## Text segment
-- Opening Marker --
I fall in lust several times a day. Truly, I believe the world is populated with gorgeous objects of hunky beauty around every corner. Maybe I’m just easy to please, but I think it’s healthy to swoon on a daily basis. A shirtless rollerblade boy did it to me yesterday at the park. I saw him coming down the path from a ways, so I got to savor the view for a while as he approached. He was black, sweat-soaked (you KNOW how I love that), with thick, round pecs, a flat stomach, and long, defined quads pumping as he chugged along with his i-pod providing his own personal sound track for the world.

I’ve already been swooning again, waking up to this sight this morning. In my never ending browse for beauty, I came across Allen Clippinger as I was surfing the net. Allen immediately made my heart race, my jaw drop, and my eyes water just a little (probably from trying not to blink).

I’ve never heard of Allen, but his gorgeousness has well populated several corners of the web already. Model Mayhem suggests that he’s 26 years old and hailing from Miami, originally a Cali boy. He’s apparently been banking on that stunning body and riveting face for a several years, including some early features with Abercrombie & Fitch in 2006.

DJ with Stunning Men Who Grace This Earth has all the skinny on stunning Allen. He was a Navy boy, which brings to mind a boatload of junior high “seamen” jokes that I’ll spare you. I will say, though, that the first great love of my life was a Navy midshipman, and I always remain partial to beautiful men in that branch of the armed forces.

He has a twin hunk with whom he’s modeled. They have the bare bones of their own website, with a lot of provocative, dead-linked title pages. It will be a crime against humanity if they don’t finish off the content under the link “Battle of the Twins.”

Allen’s ass is simply everywhere, and I’m so entirely supportive of that. Like every inch of him, Allen’s ass is gorgeous and gracefully proportioned. He’s simply a genetic lottery-winner for which I’m both envious and worshipfully awestruck.

His interview with Covermen Mag fills in just enough details to make my imagination run away with me. Allen says he’s up for nudity (obviously), depending on the situation/job and as long as it advances his career. Surely, there are career advancing photo shoot opportunities ready to be had for this man’s glutes. Tragically, he hopes to go back into the Navy in the officer track, which would be a miserable waste of six pack abs.

It’s at times like this that I second-guess the applicant pool in the Secretarial Pool auditions in my wrestling fiction. With a little military combat training and the delightful twin gimmick to throw into the mix, I think Allen would make a devastating addition to the Producer’s Ring. I wouldn’t be surprised to discover a little 2-for-1 gemini performances showing up in my wrestling imagination in the near future. In the meantime, Allen Clippinger is already starring in a homoerotic fantasy playing presently in my mind.
-- Closing Marker --
Copy the stretch of the post from "DJ with Stunning" through "the armed forces." word for word.

## Dataset excerpts
-- Opening Marker --
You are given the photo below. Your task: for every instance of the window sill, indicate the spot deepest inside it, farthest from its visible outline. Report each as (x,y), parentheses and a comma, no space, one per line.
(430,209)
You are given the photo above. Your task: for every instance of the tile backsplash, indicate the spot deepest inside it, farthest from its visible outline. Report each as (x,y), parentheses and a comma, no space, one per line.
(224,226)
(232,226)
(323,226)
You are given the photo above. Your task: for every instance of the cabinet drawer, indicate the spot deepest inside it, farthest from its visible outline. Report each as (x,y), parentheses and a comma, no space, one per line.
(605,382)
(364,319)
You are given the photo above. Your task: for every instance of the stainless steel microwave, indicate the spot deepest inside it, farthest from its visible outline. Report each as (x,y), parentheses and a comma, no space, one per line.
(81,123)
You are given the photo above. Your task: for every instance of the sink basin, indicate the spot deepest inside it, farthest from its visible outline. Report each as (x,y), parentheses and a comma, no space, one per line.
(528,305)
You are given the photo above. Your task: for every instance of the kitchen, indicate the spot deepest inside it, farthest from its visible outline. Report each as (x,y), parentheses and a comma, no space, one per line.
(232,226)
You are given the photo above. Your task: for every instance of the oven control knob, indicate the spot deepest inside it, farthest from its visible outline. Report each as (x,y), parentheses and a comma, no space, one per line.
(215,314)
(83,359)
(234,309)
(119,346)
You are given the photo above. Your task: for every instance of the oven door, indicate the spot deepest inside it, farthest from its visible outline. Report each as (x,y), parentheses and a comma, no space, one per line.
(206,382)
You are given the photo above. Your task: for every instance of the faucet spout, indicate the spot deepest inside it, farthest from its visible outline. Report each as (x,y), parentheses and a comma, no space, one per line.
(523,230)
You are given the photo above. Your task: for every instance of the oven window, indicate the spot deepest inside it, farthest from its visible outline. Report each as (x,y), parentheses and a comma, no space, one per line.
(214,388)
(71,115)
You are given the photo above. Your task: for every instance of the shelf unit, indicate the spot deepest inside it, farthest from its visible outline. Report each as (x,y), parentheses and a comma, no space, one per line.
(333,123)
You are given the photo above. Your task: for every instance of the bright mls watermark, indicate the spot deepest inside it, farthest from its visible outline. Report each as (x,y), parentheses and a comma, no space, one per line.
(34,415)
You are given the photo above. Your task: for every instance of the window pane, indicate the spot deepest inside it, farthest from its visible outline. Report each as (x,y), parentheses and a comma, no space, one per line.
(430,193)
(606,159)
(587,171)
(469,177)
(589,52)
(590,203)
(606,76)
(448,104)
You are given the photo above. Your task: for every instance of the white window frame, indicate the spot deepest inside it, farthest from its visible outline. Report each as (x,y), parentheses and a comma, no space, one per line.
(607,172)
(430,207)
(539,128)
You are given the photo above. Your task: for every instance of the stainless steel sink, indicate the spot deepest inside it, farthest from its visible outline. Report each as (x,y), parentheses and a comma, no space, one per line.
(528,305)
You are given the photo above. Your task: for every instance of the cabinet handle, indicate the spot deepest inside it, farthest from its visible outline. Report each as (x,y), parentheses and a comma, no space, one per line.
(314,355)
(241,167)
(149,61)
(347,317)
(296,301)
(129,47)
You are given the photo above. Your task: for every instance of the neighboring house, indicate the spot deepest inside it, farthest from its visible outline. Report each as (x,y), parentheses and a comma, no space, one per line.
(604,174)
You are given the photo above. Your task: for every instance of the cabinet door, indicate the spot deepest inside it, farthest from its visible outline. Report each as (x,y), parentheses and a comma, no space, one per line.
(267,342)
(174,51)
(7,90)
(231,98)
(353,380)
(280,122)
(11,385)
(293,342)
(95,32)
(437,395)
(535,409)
-- Closing Marker --
## Output of the task
DJ with Stunning Men Who Grace This Earth has all the skinny on stunning Allen. He was a Navy boy, which brings to mind a boatload of junior high “seamen” jokes that I’ll spare you. I will say, though, that the first great love of my life was a Navy midshipman, and I always remain partial to beautiful men in that branch of the armed forces.